__Passage extrait__.
- - - - -
On a l’impression que le foot dédié au sourd est assez méconnu en France. Alors que beaucoup de villes le proposent.Il faut savoir qu’en France, il y a 18 clubs sourds qui pratiquent le football à onze. Sans compter les 31 de futsal. Le championnat de France est partagé en deux zones, Nord et Sud, elles-mêmes divisées en deux championnats, première et deuxième division. C’est la Commission fédérale de football des sourds, affiliée à la Fédération française d’handisport, qui gère ces compétitions.
Avez-vous l’impression que le « football sourd » se développe depuis quelques années en France et dans le monde, et tend à se faire connaître ?
Pas vraiment, non. Malheureusement, le football des sourds a du mal à grandir à cause du manque de médiatisation. De plus en plus de clubs ferment leurs portes à cause du manque de joueurs. Aujourd’hui, la majorité des jeunes sourds ne savent pas qu’il y a des clubs qui leurs sont dédiés. Un exemple ? Les Jeux olympiques. Cette année, les JO des valides comme ceux des handicapés sont diffusés sur les chaînes télévisées. Sauf les JO des sourds.
Parlons terrain. Quelles sont les règles qui différencient votre foot de celui des valides ? Les règles sont quasiment identiques. Hormis le fait que les arbitres n’ont pas de sifflet. À la place, ils ont un foulard à secouer en cas de faute. Les joueurs, eux, n’ont pas le droit de porter des prothèses auditives ou des implants cochléaires (sorte d’oreille interne artificielle, ndlr). Si c’est le cas, ils prennent un rouge et sont expulsés.
- - - - -
__Extrait de données__.
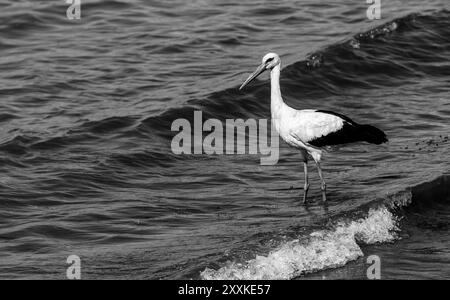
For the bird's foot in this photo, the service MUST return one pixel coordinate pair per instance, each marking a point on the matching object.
(324, 191)
(305, 192)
- - - - -
__Consigne A__. Recopiez le passage sur le football des sourds, de « On a l’impression » jusqu'à « faire connaître ? », en mettant « football en salle » à la place de « futsal ».
__Consigne B__.
Répondez à ces questions d'après le passage sur le football des sourds.
(i) Combien de clubs sourds pratiquent le football à onze en France ?
(ii) Quelle instance gère les compétitions ?
(iii) Que secouent les arbitres en cas de faute ?

__Corrigé A__.
On a l’impression que le foot dédié au sourd est assez méconnu en France. Alors que beaucoup de villes le proposent.Il faut savoir qu’en France, il y a 18 clubs sourds qui pratiquent le football à onze. Sans compter les 31 de football en salle. Le championnat de France est partagé en deux zones, Nord et Sud, elles-mêmes divisées en deux championnats, première et deuxième division. C’est la Commission fédérale de football des sourds, affiliée à la Fédération française d’handisport, qui gère ces compétitions.
Avez-vous l’impression que le « football sourd » se développe depuis quelques années en France et dans le monde, et tend à se faire connaître ?

__Corrigé B__.
(i) 18 clubs.
(ii) La Commission fédérale de football des sourds, affiliée à la Fédération française d'handisport.
(iii) Un foulard.